*Brief*: Below are entries; tally how many lines hold the string "hand" and answer with only that figure.

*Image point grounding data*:
____________
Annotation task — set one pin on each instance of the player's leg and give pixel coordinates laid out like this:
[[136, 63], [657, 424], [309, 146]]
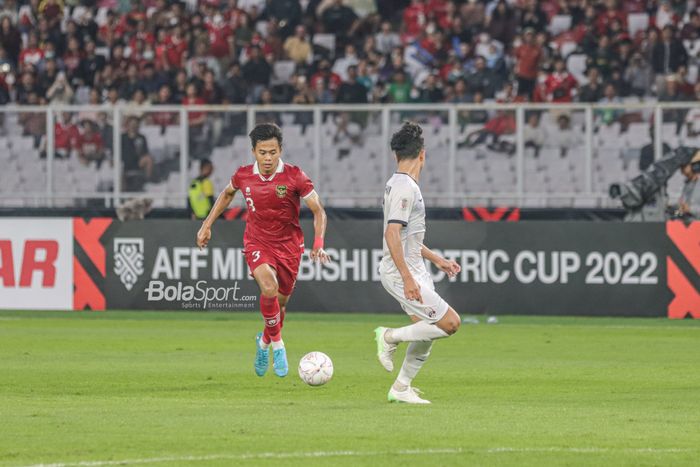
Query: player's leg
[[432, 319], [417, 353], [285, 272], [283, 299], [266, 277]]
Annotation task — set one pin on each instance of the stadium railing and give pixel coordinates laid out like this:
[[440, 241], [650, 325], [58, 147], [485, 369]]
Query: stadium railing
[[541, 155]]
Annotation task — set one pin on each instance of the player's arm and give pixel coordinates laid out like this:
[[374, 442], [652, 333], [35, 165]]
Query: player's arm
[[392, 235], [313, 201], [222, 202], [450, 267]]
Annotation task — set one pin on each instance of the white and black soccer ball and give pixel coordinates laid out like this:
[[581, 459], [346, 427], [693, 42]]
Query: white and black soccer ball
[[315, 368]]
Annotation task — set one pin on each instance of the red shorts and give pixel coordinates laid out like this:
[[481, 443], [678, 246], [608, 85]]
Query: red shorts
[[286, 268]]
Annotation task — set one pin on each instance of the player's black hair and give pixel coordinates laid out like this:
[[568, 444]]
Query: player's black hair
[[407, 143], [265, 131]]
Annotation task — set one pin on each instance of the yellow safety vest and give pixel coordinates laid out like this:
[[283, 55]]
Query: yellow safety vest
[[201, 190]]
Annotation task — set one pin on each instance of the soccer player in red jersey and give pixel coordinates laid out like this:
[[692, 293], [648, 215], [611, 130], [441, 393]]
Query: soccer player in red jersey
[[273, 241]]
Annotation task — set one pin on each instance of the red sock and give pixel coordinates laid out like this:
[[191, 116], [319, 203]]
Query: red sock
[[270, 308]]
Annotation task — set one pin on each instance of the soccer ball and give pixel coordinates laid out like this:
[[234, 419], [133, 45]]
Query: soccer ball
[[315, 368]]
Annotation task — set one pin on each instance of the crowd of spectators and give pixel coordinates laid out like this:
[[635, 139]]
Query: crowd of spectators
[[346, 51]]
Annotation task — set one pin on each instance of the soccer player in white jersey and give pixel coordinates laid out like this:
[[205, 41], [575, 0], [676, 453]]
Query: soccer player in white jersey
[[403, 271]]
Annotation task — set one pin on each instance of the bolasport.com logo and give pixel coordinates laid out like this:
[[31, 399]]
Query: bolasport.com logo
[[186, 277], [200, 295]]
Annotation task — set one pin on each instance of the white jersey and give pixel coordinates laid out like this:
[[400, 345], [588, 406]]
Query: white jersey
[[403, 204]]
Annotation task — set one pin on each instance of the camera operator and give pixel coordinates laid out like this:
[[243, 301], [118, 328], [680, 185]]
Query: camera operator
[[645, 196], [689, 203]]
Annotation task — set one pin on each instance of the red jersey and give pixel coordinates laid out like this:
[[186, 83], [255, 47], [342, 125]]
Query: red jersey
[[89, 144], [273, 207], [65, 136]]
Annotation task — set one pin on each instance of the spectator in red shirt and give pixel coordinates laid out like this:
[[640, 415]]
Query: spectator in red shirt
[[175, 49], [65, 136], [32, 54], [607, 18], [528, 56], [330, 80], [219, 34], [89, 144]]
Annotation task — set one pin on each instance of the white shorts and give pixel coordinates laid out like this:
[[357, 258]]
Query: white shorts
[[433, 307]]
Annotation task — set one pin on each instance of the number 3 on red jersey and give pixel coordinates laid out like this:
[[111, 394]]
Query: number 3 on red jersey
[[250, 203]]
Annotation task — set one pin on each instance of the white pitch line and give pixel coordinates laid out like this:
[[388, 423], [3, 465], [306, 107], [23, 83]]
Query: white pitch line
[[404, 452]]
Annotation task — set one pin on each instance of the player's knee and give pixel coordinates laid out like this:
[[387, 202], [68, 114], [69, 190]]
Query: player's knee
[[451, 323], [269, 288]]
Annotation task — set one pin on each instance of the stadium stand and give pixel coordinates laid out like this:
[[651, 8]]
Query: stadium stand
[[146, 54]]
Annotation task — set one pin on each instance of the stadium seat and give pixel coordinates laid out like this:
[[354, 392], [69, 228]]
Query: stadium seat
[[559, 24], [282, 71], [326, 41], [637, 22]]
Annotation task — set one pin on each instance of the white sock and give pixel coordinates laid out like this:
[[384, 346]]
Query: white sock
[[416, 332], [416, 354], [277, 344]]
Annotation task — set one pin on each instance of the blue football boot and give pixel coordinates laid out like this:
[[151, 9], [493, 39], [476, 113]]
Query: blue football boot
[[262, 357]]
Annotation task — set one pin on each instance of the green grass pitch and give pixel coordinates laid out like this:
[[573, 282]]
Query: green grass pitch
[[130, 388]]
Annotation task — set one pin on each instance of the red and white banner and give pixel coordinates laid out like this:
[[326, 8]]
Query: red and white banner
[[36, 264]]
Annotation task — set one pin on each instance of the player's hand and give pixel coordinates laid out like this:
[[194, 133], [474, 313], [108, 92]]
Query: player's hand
____________
*Task result*: 2